Task description — In the farming passage below, why has the writer decided to stop growing wheat? Answer in one to three sentences.

Passage to read —
A whole afternoon of hard work over a sink and a hot stove yielded 7 quarts and 11 pints. I don’t know what a quart of tomatoes sells for, but I can tell you it isn’t enough.

I have decided I am not going to grow any more wheat. Despite what futures quotes say, wheat is selling for slightly less than $4 a bushel where I live. That’s 60 pounds for $4. Sixty loaves of the cheapest bread probably sells for about $120 and the farmer gets $4. After eating all the expenses involved in raising the shit. This year, that means I earned nothing. Nada. Zero, ziltch. Not a fucking grunion. Truth is, I probably lost money raising the shit. Remember that when you bite into your next sandwich.

I tell myself that if I can’t make money selling food, at least I can eat the stuff or give it to friends to eat. But I have celiac disease and can’t eat goddamned wheat. Guess the fucking chickens can eat the fucking wheat and then I’ll eat them. One guy down the road baled his wheat instead. The bales are worth more than the grain would have been and harvesting costs were significantly less.

My corn looks pretty good, but the futures prices for corn are also bad.

Data excerpt —
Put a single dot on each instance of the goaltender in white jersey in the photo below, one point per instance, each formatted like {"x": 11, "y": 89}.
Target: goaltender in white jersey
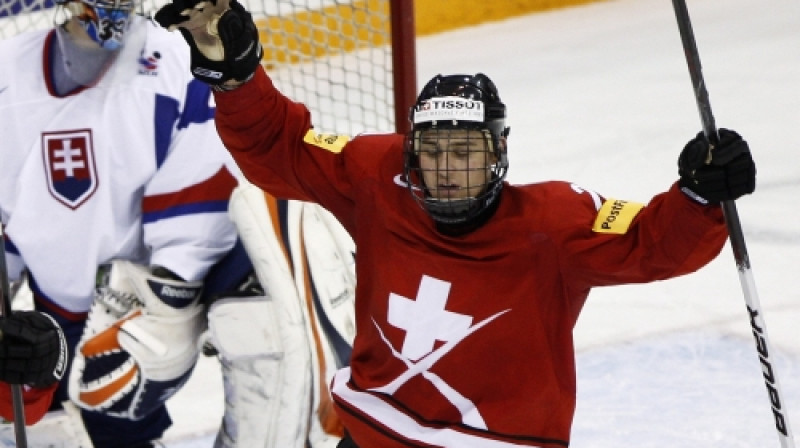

Exercise response — Wheat sells locally for slightly less than $4 a bushel, so after covering all the costs of raising it, the writer earned nothing this year and probably lost money.